(Labeled-object pointing entries)
## start

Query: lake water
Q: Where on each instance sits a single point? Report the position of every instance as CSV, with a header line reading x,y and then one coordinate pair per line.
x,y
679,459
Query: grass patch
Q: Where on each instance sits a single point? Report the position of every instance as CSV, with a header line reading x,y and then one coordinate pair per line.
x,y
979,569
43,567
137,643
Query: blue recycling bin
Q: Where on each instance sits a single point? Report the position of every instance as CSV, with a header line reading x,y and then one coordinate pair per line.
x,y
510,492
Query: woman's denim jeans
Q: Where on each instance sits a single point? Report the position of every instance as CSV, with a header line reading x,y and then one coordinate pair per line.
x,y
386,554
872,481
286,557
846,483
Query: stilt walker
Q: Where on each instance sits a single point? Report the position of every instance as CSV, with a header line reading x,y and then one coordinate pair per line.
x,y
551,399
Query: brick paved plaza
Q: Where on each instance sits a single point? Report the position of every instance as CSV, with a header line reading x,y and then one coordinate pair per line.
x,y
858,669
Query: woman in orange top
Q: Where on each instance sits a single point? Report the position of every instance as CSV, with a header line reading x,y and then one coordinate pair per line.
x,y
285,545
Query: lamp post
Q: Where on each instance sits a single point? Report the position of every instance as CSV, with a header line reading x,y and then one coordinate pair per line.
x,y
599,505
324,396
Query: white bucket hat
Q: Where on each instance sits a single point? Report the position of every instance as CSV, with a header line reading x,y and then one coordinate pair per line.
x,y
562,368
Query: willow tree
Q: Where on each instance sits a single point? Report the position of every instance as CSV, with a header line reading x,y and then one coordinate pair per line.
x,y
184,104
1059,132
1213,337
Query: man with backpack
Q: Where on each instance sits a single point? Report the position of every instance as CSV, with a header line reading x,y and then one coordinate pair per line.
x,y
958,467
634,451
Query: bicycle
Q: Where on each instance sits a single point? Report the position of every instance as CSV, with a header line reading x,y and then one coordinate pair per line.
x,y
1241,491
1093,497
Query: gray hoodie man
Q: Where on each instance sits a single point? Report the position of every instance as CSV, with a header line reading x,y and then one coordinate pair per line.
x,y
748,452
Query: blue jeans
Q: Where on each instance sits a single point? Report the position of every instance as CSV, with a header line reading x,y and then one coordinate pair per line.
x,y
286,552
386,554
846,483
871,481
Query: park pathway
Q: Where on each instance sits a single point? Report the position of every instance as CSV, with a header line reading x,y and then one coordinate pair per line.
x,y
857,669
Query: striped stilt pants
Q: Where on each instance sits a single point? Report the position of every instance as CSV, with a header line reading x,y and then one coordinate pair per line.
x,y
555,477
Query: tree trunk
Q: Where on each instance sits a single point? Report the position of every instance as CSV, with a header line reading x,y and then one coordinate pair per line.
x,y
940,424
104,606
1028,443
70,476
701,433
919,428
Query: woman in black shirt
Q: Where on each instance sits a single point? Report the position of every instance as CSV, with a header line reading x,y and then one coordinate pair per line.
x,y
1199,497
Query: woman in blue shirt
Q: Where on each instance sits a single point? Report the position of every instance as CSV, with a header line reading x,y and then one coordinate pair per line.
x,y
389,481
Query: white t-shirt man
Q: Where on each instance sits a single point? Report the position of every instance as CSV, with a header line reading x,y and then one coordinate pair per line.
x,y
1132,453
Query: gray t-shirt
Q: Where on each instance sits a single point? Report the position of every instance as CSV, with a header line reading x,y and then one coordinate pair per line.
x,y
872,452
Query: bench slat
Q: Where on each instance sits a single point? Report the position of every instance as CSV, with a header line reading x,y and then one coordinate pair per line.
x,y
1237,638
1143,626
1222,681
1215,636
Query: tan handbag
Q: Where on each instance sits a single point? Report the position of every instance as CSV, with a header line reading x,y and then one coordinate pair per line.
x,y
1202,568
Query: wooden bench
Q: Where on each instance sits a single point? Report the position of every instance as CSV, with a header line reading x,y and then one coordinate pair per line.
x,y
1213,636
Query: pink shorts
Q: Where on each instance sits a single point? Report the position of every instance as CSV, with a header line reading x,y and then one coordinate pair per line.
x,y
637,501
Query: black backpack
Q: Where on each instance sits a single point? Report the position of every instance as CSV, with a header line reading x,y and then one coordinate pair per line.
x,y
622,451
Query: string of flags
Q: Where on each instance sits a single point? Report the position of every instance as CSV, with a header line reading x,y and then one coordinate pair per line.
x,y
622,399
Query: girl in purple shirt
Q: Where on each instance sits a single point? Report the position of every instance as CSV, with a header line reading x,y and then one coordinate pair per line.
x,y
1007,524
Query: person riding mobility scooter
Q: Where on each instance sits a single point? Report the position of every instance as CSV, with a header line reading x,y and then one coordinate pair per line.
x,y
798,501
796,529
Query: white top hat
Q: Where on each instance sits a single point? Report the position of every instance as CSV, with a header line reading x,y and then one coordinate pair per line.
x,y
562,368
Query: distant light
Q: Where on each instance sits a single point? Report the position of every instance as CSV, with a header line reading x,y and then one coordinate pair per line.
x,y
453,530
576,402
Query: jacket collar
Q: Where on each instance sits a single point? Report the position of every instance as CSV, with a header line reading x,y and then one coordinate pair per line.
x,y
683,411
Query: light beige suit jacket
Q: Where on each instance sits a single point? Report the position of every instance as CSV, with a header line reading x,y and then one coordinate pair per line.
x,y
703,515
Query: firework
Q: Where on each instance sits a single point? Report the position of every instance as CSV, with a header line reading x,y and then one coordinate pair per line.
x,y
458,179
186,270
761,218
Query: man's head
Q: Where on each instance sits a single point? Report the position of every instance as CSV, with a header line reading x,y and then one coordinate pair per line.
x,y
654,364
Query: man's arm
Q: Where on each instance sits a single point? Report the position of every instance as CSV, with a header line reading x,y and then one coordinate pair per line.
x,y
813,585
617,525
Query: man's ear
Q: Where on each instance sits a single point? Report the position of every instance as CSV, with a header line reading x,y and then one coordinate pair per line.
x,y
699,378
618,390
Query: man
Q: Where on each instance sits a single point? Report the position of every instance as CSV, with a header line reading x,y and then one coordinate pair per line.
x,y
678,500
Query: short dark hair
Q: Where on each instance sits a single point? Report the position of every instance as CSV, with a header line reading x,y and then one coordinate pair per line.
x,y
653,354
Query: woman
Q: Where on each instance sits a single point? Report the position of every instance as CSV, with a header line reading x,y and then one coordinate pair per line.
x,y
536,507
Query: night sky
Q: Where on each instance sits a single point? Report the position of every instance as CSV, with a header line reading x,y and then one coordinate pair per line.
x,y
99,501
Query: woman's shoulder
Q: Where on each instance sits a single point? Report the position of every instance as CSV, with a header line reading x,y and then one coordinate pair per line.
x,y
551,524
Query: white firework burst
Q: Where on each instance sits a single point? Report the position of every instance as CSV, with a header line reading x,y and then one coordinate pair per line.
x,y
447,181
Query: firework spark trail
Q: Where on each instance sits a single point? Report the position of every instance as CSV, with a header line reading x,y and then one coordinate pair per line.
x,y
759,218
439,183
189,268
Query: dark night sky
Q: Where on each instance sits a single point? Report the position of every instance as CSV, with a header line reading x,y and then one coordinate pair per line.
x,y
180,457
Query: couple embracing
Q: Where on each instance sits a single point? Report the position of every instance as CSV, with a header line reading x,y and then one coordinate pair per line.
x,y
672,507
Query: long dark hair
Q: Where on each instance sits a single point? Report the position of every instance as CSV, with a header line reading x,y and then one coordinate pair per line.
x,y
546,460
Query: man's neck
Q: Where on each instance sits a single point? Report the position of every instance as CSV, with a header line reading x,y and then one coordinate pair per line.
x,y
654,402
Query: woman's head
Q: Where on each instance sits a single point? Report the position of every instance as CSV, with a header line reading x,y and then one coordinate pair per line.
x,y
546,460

## end

> WRITTEN EXERCISE
Extract every item above and copy its lines without any change.

> RESPONSE TO THIS TASK
Query: lake water
Q: Where on each instance sits a single point? Report the position of every instance as CSV, with a header line reading x,y and then one coordinate pair per line.
x,y
679,459
Query: grass patch
Q: Where on each instance sits a single point? Report the position of every instance as CSV, with a header line reading x,y and then one coordinate pair per line.
x,y
979,569
43,567
137,643
Query: blue recycling bin
Q: Where on each instance sits a single point? Report the position of every instance as CSV, with a header line reading x,y and then one coordinate pair per line.
x,y
510,492
Query: woman's denim jeans
Q: Where on each instance sits a single point? Report the position of every instance as CSV, with a header line reading x,y and then one coordinate pair per line.
x,y
386,554
872,481
286,557
846,483
Query: stilt walker
Q: Where on each instance sits a single point? Report the position of every instance as CSV, with a header line reading x,y and then one coordinate pair per line.
x,y
551,399
Query: brick paved plaza
Q: Where on each instance sits a single point? Report the position of every instance as CSV, with a header line reading x,y and then one coordinate pair per line.
x,y
858,669
Query: woman in orange top
Q: Where on each instance sits a single point? Report the position of every instance as CSV, with a header line reading x,y and then one coordinate pair per line.
x,y
285,545
Query: lamp post
Q: Where on each instance sits a single point? Report the position of every instance as CSV, with a header line reading x,y and then one coordinate pair per line.
x,y
599,505
324,396
Query: white bucket hat
Q: Where on each instance sits a single point? Report the position of every instance as CSV, with a header line reading x,y and then one coordinate pair per line.
x,y
562,368
Query: willow tree
Q: Where on each instance sits a single point? Report the position of every instance as CSV, with a header line reading x,y and then one coordinate pair per line.
x,y
184,104
1059,132
1213,337
Query: man with backpack
Q: Where on each instance sits a single point? Report the position of every instance as CSV, with a header line reading x,y and then one coordinate pair per line.
x,y
958,467
634,451
Query: bicycle
Q: Where on each instance sits a single point? Report the position of every instance as CSV, with a header line reading x,y and then one coordinate pair per line.
x,y
1241,491
1093,497
Query: gray hoodie man
Q: Where on each instance sits a single point? Report the position of every instance as CSV, with a header line reading x,y and then one coordinate pair per line.
x,y
748,452
Query: blue jeans
Q: Where on each instance sits a single point? Report the position of every instance as CSV, with a header line reading x,y and then one coordinate pair per line.
x,y
286,552
386,554
846,483
871,481
Query: park pathway
Q: Where on each instance sits a single point? Report the position of every instance as CSV, with a header line reading x,y and then one coordinate pair per line.
x,y
857,669
Query: striped stilt pants
Q: Where on each instance sits a single point? Report the position of every instance as CSV, with a header line reading x,y and then one coordinate pair per line.
x,y
555,477
Query: tree trunk
Q: Where on each instance sits a single point? Report the position of every instance as CSV, with a header line reading x,y and then one coordinate pair per line.
x,y
940,424
104,606
1028,443
70,476
701,433
919,428
Query: woman in black shirt
Q: Where on each instance sits a single point? Report the position of every instance as CSV, with a header line reading x,y and then one coordinate pair per line.
x,y
1199,497
Query: woman in blue shirt
Q: Where on each instance sits a single point? Report the position of every instance as CSV, with a header line reading x,y and then one coordinate pair per line.
x,y
389,481
Query: white t-shirt man
Q: Where on each instance sits a single point? Report the position of every instance as CSV, with a header line reading x,y and then one coordinate pair per line.
x,y
1132,453
Query: gray t-shirt
Q: Where on each instance sits a single point? Report the position of every instance as CSV, with a header line reading x,y and then one coordinate pair per line.
x,y
872,452
Query: bench slat
Q: Where on each instance sits a single point? Report the position of every instance as CSV, with a header line reading x,y and then one coordinate pair per line.
x,y
1237,638
1143,626
1222,681
1215,636
Query: tan handbag
Q: Where on each instance sits a single point? Report the position of every instance as CSV, with a header line reading x,y and then one coordinate pair per line.
x,y
1202,568
Query: wooden bench
Q: Where on each instance sits a single point? Report the position of every instance as CSV, with a header line reading x,y and then one coordinate pair per line.
x,y
1213,636
Query: pink shorts
Q: Where on each instance sits a single point? Report the position of every instance as CSV, with a header line reading x,y and then one coordinate pair per line.
x,y
637,501
Query: black backpack
Q: Where on each instance sits a single point? Report the position of every instance as CSV, with a header line reading x,y and then one coordinate pair per line.
x,y
622,451
Query: string of flags
Q: Where on each instance sits a single point? Report the position of every instance as CSV, with a header line reading x,y and then one coordinate pair per line.
x,y
622,399
Query: girl in purple shirt
Q: Where on each instance sits a single point? Report the position of every instance as CSV, with a header line reading x,y and then one coordinate pair per line.
x,y
1007,524
Query: person riding mobility scooter
Q: Where on each instance sits a single point? Report the position of every instance as CSV, with a header line reading x,y and then one coordinate pair per line.
x,y
798,501
796,529
Query: white top hat
Q: Where on each instance sits a single point? Report the position of every instance as CSV, with a header line reading x,y and then one coordinate pair per line.
x,y
562,368
Query: distant light
Q: Where on each instance sits a single point? Report the position of every instance as CSV, with a header line reading x,y and then one coordinate pair per line.
x,y
453,530
576,402
Query: jacket collar
Q: Where on each instance sits a single point? Report the position of every instance as CSV, with a header line reading x,y and then one coordinate pair per line.
x,y
683,411
Query: light beige suit jacket
Q: Where on each instance sits a single point? Report the position of every instance as CSV, with a header line reading x,y and then one coordinate pair per line.
x,y
703,515
Query: firework
Q: Where on each instance sits a single point? Report the position of every instance as CSV, with a header line reading x,y and then one coordinate pair per line.
x,y
458,179
186,270
761,218
Query: man's head
Q: Where on each instance sits a single point? Report the position of every instance as CSV, with a header line reading x,y and then one coordinate pair per line.
x,y
654,364
Query: man's arm
Q: Where on each instance sits a single point? Report the position of every instance as CSV, with a header line reading x,y and then one coordinate pair per line.
x,y
813,585
617,525
Query: man's ear
Q: Where on each instance sits a single point? Report the position of every instance as CSV, with a header line reading x,y and then one coordinate pair per line.
x,y
699,378
618,390
Query: man
Q: Where on each instance sits a single point? Report the position of every instance as CSV, with a header line reading x,y and then one coordinate pair per line.
x,y
678,500
Query: short dark hair
Q: Where on each instance sits a single point? Report the position of every instance as CSV, with a header line reading x,y and then one coordinate pair per line.
x,y
653,354
Query: woman
Q: Where on each instance sits a single point? Report the position of every instance as CSV, with a header line reading x,y and then one coordinate pair per line.
x,y
536,507
Query: night sky
Q: Where on each instance sits a single point? Report the position of every instance as CSV, with a header line reading x,y and then one coordinate pair per line.
x,y
99,501
Query: woman's shoulder
Q: Where on each instance sits a single point? Report the position of every instance as CSV, with a header line reading x,y and then one coordinate pair per line.
x,y
551,524
Query: white firework burst
Q: Where on each instance sits a single point? Report the position of every instance as CSV, with a header line reading x,y and then one coordinate pair per line.
x,y
447,181
Query: firework spark trail
Q: Where on each instance sits a single point? Report the position of every instance as CSV, with a header line reading x,y and then one coordinate pair per line.
x,y
759,218
439,183
189,268
Query: dark night sky
Q: Where on each instance sits a single point? Report the position of every instance as CSV, with a header line reading x,y and then one coordinate pair per line.
x,y
180,457
Query: couple embracing
Q: Where on each instance sits a single point? Report the position of every instance as CSV, with a header line reading x,y and then one coordinate pair per line.
x,y
672,507
Query: long dark hair
Q: Where on each instance sits a single point? Report the position of every instance as CSV, with a header line reading x,y and then one coordinate pair per line.
x,y
546,460
Query: man's neck
Q: Where on each instance sits a single point? Report the position of every instance as CSV, with a header line reading x,y and then one coordinate pair per line.
x,y
654,402
Query: woman's head
Q: Where on each instance sits a single point? Report the position of every instance as CSV, with a header line reading x,y and then one coordinate pair per line.
x,y
546,460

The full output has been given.